(Work task) Repeat the material below. Keep every line exactly as written.

::::

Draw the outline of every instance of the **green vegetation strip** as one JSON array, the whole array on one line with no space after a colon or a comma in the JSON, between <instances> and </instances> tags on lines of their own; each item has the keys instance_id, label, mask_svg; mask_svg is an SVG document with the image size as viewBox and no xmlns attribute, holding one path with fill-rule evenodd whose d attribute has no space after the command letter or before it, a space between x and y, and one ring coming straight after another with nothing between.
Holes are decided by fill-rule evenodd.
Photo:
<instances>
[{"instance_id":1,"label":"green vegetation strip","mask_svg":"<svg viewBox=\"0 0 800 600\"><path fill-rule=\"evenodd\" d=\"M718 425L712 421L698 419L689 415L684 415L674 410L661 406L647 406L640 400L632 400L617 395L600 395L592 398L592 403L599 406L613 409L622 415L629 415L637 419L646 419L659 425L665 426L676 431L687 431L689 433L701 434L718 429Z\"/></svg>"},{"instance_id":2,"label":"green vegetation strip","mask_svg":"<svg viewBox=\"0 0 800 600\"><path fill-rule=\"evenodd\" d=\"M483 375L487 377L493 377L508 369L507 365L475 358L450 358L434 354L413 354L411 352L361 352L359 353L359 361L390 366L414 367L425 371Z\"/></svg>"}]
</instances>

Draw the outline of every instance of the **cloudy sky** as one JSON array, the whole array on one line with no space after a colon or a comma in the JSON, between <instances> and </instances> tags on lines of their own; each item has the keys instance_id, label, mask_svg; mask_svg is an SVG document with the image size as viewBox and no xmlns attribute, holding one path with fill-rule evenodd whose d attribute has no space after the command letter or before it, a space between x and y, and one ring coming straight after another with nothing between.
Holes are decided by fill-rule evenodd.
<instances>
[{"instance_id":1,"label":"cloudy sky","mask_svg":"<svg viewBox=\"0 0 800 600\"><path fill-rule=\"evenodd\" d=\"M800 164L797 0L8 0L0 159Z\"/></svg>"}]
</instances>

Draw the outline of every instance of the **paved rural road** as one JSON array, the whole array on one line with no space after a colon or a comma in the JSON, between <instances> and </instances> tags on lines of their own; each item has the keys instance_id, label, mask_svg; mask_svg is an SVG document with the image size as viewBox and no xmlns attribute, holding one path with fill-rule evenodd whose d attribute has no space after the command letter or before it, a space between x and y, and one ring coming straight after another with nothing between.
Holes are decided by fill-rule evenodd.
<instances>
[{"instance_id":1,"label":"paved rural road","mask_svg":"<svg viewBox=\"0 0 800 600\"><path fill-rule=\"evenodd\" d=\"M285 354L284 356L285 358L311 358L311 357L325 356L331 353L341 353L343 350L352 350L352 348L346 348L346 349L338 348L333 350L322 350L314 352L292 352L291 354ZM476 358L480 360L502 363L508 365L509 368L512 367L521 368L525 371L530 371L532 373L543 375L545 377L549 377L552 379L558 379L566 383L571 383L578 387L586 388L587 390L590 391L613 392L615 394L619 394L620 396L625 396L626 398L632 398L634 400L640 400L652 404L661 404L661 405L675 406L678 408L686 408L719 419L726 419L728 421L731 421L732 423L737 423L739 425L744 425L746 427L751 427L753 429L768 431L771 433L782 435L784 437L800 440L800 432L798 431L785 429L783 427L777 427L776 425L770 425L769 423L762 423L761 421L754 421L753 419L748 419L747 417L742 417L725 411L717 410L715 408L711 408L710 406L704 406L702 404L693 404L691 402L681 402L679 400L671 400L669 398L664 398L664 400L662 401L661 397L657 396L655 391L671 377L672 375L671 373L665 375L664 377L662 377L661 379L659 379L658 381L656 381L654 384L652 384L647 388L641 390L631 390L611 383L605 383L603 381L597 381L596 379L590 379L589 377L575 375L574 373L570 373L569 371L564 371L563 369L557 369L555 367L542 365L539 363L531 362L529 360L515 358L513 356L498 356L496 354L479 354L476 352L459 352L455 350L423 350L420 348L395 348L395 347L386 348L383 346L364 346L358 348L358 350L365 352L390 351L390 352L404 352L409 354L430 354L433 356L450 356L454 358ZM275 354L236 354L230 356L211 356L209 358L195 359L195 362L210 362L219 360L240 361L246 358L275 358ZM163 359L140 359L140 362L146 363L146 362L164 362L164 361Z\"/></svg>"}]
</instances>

::::

(Written answer)
Draw the outline of every instance of the **green vegetation strip** as one JSON array, the whole array on one line with no space after a colon or a comma in the JSON, between <instances> and </instances> tags on lines of their own; each item has the keys instance_id, label, mask_svg; mask_svg is an SVG document with the image size as viewBox and no xmlns attribute, holding one path with fill-rule evenodd whose d attribute has no space after the command letter or before it, a space between x and y, and one ring coming straight after another with nothing between.
Holes are decided by fill-rule evenodd.
Photo:
<instances>
[{"instance_id":1,"label":"green vegetation strip","mask_svg":"<svg viewBox=\"0 0 800 600\"><path fill-rule=\"evenodd\" d=\"M718 425L712 421L698 419L689 415L684 415L674 410L661 406L647 406L640 400L632 400L617 395L600 395L592 398L592 403L599 406L613 409L622 415L629 415L637 419L646 419L659 425L665 426L676 431L687 431L689 433L701 434L718 429Z\"/></svg>"},{"instance_id":2,"label":"green vegetation strip","mask_svg":"<svg viewBox=\"0 0 800 600\"><path fill-rule=\"evenodd\" d=\"M483 375L487 377L493 377L508 369L507 365L475 358L450 358L434 354L413 354L411 352L361 352L359 353L359 361L390 366L414 367L425 371Z\"/></svg>"}]
</instances>

Draw the outline of every instance of the **cloudy sky** as one JSON array, the whole array on one line with no space after a colon or a comma in the JSON, between <instances> and </instances> tags on lines of their own; each item has the keys instance_id, label, mask_svg; mask_svg is an SVG document with the image size as viewBox and no xmlns attribute, holding one path with fill-rule evenodd whose d attribute has no space after the command letter or before it, a space between x and y, and one ring coming straight after another with nothing between.
Holes are decided by fill-rule evenodd.
<instances>
[{"instance_id":1,"label":"cloudy sky","mask_svg":"<svg viewBox=\"0 0 800 600\"><path fill-rule=\"evenodd\" d=\"M800 164L797 0L8 0L0 159Z\"/></svg>"}]
</instances>

Draw the outline of every instance of the **paved rural road** as one JSON array, the whole array on one line with no space after a colon or a comma in the JSON, between <instances> and </instances> tags on lines of their own; each item has the keys instance_id, label, mask_svg; mask_svg is an SVG document with the image size as viewBox and no xmlns attribute, holding one path with fill-rule evenodd whose d attribute has no space after the command letter or before it, a space between x and y, and one ring coming straight after another with nothing between.
Holes are decided by fill-rule evenodd.
<instances>
[{"instance_id":1,"label":"paved rural road","mask_svg":"<svg viewBox=\"0 0 800 600\"><path fill-rule=\"evenodd\" d=\"M285 354L284 356L285 358L311 358L311 357L325 356L331 353L341 353L343 350L352 350L352 348L346 348L346 349L338 348L333 350L322 350L314 352L292 352L291 354ZM476 358L480 360L502 363L508 365L509 368L512 367L521 368L525 371L530 371L532 373L543 375L545 377L549 377L552 379L558 379L566 383L571 383L578 387L586 388L587 390L590 391L613 392L615 394L619 394L620 396L625 396L626 398L632 398L634 400L640 400L652 404L661 404L661 405L675 406L678 408L686 408L719 419L726 419L728 421L731 421L732 423L737 423L739 425L744 425L746 427L751 427L753 429L768 431L771 433L782 435L784 437L800 440L800 432L798 431L785 429L783 427L777 427L776 425L770 425L769 423L762 423L761 421L754 421L753 419L748 419L747 417L742 417L725 411L717 410L715 408L711 408L710 406L704 406L702 404L693 404L691 402L681 402L679 400L671 400L669 398L664 398L664 400L662 401L661 397L657 396L655 391L671 377L672 375L671 373L665 375L664 377L662 377L661 379L659 379L658 381L656 381L654 384L652 384L647 388L641 390L631 390L611 383L605 383L603 381L597 381L596 379L590 379L589 377L575 375L574 373L570 373L569 371L564 371L563 369L557 369L555 367L542 365L539 363L531 362L529 360L515 358L513 356L498 356L496 354L479 354L476 352L459 352L455 350L423 350L420 348L395 348L395 347L386 348L383 346L364 346L358 348L358 350L365 352L390 351L390 352L404 352L409 354L430 354L433 356L450 356L454 358ZM275 354L236 354L230 356L211 356L209 358L195 359L195 362L210 362L219 360L240 361L246 358L275 358ZM163 359L140 359L140 362L146 363L146 362L164 362L164 361Z\"/></svg>"}]
</instances>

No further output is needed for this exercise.